Records for this task –
================

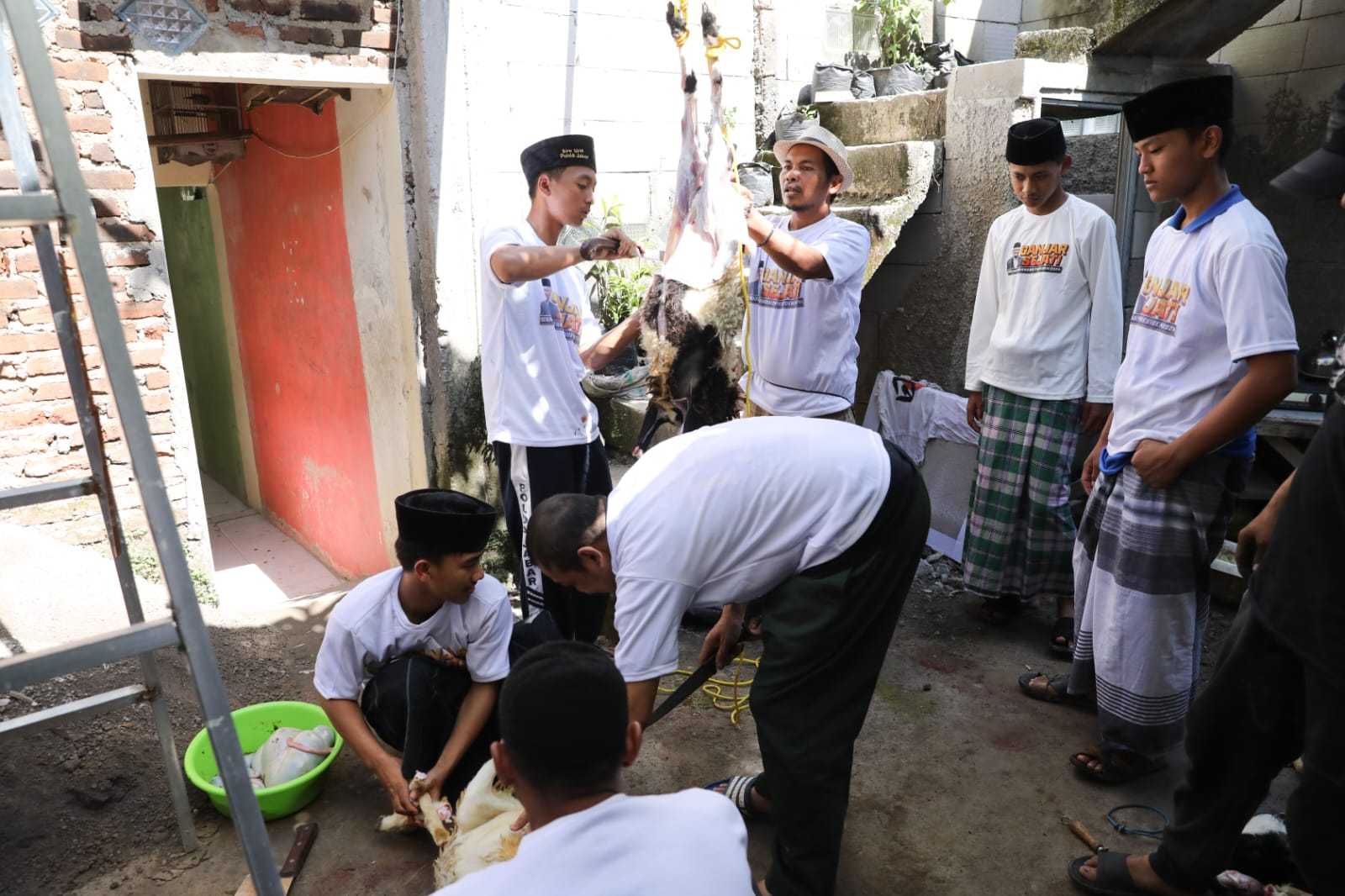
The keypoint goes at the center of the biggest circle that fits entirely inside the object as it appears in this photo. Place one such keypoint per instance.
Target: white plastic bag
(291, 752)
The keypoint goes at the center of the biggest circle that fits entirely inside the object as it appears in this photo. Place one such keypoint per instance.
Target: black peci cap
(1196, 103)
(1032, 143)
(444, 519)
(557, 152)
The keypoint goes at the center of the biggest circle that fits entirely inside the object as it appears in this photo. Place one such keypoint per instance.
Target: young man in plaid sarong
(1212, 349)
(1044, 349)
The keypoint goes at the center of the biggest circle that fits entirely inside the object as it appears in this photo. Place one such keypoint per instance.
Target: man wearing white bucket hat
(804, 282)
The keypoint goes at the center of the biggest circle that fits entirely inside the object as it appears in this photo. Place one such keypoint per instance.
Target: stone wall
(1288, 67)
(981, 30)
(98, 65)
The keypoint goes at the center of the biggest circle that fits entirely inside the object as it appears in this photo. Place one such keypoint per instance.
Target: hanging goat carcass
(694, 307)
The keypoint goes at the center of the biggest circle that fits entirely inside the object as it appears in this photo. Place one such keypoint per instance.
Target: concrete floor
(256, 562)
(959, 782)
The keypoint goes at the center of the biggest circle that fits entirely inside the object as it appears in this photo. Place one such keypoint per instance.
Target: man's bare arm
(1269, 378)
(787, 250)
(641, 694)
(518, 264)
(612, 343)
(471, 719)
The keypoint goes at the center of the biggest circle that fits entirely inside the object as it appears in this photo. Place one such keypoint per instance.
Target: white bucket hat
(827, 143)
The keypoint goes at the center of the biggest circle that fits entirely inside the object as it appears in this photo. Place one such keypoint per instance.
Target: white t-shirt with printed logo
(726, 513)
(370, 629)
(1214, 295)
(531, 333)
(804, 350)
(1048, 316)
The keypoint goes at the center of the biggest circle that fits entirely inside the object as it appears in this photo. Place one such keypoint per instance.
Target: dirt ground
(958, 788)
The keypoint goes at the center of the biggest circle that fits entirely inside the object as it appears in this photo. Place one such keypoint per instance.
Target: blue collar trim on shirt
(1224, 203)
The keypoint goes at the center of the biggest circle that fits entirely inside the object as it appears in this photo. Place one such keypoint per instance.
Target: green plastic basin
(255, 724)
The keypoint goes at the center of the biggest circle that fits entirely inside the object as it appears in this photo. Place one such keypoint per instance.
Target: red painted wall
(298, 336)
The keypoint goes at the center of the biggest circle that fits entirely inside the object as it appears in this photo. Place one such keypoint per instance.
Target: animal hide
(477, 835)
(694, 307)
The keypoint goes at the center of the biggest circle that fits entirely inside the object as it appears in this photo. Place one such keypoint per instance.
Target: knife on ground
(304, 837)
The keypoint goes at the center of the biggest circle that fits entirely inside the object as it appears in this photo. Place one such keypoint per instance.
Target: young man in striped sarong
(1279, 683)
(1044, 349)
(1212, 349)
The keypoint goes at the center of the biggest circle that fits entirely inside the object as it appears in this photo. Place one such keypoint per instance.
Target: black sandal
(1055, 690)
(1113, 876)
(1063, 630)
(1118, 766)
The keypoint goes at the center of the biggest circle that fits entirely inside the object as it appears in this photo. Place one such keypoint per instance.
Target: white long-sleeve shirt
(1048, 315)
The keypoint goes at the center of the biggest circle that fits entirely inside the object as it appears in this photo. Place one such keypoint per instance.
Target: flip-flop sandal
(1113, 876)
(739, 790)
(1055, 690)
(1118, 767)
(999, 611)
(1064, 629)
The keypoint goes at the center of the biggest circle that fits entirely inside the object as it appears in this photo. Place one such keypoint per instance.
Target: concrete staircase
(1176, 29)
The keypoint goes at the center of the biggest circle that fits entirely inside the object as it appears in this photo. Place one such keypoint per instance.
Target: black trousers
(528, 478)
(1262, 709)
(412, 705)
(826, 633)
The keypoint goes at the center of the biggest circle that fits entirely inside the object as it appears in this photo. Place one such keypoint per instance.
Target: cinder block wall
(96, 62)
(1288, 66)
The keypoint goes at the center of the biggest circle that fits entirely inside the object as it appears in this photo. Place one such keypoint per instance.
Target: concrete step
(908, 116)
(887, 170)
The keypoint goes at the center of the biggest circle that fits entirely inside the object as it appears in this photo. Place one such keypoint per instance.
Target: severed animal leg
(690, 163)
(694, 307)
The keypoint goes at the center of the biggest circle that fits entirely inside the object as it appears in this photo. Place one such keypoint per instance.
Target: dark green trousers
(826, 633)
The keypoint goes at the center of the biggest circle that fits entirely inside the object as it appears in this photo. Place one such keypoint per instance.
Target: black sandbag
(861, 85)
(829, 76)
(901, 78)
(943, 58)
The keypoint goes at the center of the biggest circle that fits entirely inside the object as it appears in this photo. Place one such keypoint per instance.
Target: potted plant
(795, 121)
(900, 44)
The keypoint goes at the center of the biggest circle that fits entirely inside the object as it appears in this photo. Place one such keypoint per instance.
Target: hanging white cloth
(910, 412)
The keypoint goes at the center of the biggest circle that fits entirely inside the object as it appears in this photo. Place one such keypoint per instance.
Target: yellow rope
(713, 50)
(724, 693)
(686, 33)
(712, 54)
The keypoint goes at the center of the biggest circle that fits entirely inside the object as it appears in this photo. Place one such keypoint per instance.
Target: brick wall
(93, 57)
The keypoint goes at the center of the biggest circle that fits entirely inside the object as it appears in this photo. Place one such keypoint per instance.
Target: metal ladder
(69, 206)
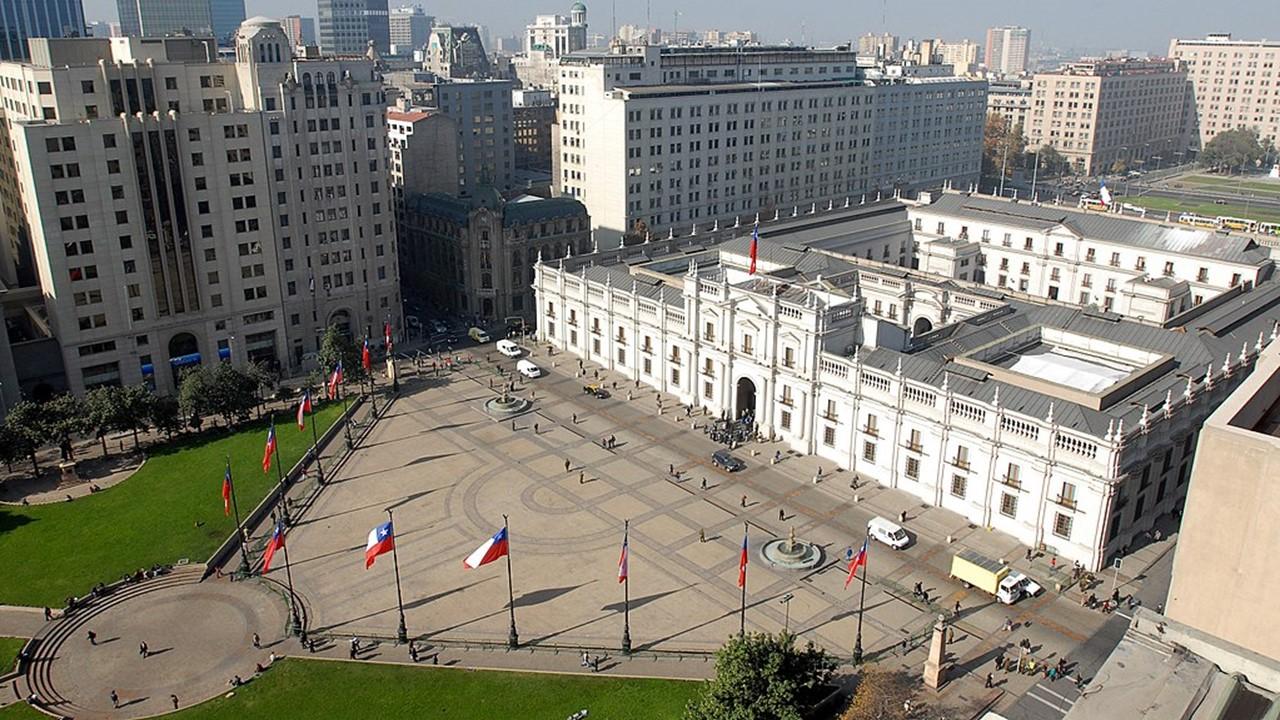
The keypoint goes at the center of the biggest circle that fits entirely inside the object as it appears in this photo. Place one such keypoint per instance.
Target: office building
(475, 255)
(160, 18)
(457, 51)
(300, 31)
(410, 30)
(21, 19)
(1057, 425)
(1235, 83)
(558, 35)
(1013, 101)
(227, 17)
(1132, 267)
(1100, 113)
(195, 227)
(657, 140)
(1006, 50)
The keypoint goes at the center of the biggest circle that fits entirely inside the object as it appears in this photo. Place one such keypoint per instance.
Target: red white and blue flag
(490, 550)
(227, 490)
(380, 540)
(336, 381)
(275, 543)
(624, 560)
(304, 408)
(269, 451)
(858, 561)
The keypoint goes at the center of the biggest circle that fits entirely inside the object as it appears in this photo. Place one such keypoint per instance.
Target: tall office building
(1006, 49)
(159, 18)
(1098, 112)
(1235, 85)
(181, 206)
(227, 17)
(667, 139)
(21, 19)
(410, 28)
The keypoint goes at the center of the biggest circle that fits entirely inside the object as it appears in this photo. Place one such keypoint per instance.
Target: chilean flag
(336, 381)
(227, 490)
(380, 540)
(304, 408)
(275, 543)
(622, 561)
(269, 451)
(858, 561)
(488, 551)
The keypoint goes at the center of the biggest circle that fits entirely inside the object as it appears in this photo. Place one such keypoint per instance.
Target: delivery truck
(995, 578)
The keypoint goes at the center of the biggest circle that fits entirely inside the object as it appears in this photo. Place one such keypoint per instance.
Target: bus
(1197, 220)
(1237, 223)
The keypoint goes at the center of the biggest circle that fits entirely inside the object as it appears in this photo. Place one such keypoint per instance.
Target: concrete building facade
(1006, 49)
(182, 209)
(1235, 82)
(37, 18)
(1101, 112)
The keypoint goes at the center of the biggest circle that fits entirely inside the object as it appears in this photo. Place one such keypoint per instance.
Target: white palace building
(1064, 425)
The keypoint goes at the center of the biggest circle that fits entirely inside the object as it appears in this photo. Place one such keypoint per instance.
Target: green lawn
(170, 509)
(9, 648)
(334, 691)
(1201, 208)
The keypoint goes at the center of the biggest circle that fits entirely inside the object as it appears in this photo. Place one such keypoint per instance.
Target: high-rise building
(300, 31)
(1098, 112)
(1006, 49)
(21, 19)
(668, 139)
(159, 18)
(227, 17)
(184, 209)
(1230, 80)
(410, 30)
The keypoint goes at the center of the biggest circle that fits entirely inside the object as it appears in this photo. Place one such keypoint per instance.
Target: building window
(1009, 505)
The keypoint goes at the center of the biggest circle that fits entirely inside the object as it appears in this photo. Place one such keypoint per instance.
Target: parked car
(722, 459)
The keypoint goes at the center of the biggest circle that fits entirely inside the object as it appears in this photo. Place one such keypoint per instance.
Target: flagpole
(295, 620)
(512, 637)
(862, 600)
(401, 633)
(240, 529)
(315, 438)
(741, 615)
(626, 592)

================

Given exercise – Count the lines above that contain the string "building", with case counting, and reply with only that number.

Answer in full – 6